• [Exercise aim]: Reproduce the material verbatim from its first line through the line containing "396 201 L 229", including both of those lines.

• [Given records]:
┌────────

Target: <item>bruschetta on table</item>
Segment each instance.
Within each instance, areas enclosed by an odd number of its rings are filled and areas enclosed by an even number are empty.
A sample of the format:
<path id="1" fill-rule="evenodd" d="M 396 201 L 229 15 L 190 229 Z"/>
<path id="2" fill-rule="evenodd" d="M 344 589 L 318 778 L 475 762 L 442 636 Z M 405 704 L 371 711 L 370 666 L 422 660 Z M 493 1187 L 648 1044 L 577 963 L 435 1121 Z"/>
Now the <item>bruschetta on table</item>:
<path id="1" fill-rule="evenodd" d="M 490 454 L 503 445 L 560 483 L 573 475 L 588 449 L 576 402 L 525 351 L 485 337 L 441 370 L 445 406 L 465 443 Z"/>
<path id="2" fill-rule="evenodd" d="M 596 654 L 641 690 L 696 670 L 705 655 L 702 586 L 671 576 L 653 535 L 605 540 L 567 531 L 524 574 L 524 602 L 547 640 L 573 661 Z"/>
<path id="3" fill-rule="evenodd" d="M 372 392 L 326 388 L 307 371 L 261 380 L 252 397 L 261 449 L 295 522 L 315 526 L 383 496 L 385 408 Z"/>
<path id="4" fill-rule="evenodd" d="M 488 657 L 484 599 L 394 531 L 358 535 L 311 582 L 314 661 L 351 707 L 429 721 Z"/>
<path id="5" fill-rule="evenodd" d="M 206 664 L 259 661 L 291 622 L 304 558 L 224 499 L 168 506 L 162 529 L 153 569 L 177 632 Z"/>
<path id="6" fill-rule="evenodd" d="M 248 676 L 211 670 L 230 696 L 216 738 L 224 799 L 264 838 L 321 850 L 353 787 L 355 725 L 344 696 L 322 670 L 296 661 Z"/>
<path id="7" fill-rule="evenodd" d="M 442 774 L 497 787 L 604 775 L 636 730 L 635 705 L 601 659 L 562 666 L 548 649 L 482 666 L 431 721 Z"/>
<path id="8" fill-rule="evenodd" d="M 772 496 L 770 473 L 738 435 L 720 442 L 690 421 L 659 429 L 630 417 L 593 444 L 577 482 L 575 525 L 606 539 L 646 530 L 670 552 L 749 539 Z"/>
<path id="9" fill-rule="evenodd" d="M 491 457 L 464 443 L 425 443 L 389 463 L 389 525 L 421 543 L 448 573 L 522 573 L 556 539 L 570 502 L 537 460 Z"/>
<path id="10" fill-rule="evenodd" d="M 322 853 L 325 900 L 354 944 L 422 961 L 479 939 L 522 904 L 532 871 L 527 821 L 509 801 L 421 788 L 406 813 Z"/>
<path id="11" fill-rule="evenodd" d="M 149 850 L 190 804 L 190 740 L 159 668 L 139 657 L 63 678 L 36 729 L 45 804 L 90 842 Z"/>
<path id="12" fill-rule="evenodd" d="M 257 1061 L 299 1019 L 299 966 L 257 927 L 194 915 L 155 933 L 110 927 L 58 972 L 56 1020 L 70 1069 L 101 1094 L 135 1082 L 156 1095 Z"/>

└────────

• [Expected answer]:
Target: <item>bruschetta on table</item>
Segment each instance.
Within each instance, areas enclosed by an odd number of its rings are filled and areas enclosed by an even number are empty.
A sample of the format:
<path id="1" fill-rule="evenodd" d="M 396 201 L 229 15 L 190 229 Z"/>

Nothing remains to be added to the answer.